Start of Text excerpt

Check out the previous article to read about Chromosomes 1-11 and Chromosome 23 (Sex chromosomes). Click The Epic Story of Human Chromosomes (Part – 1)
How a fertilised egg develops into a complex body with right organs at right place? How an individual cell knows which part of the body it should become? Ridley encounters these questions in this chapter. As the fertilised egg grows into an embryo, it gradually develops into asymmetries – a head-tail axes and a front-back axes based on the gradients in the chemical products of maternal genes. Here comes the role of homeotic genes in our DNA: the developmental genes to construct our body. These genes orderly stay together on a chromosome as clusters with each gene specifying different parts of the body in the same order as the body part. (One large cluster of these genes lies on the middle of chromosome 12). Furthermore, all these genes have a common sequence which makes proteins to switch on/off other homeotic genes. For example, if the cells in an embryo get signalled that they are in the front end, they develop the characteristics of head by switching head genes on. This step by step process goes until the full organ develops.

End of Text excerpt

Your objective: In the text on human chromosomes, where does one large cluster of homeotic genes lie? The data entries are not needed.

Start of Records provided

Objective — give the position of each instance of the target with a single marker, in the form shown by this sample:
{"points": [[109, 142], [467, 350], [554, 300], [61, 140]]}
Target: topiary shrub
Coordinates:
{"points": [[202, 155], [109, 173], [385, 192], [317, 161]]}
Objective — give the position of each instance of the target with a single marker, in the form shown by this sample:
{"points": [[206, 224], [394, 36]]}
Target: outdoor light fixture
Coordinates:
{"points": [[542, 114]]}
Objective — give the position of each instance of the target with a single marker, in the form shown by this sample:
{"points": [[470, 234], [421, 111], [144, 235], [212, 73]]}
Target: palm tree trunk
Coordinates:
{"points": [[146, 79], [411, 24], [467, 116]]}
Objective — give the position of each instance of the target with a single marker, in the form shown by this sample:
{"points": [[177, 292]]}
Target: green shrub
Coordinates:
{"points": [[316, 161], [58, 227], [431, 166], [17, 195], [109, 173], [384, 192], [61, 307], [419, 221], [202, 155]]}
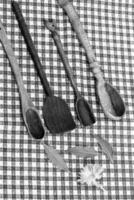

End of Records provided

Answer to this problem: One large cluster lies on the middle of chromosome 12.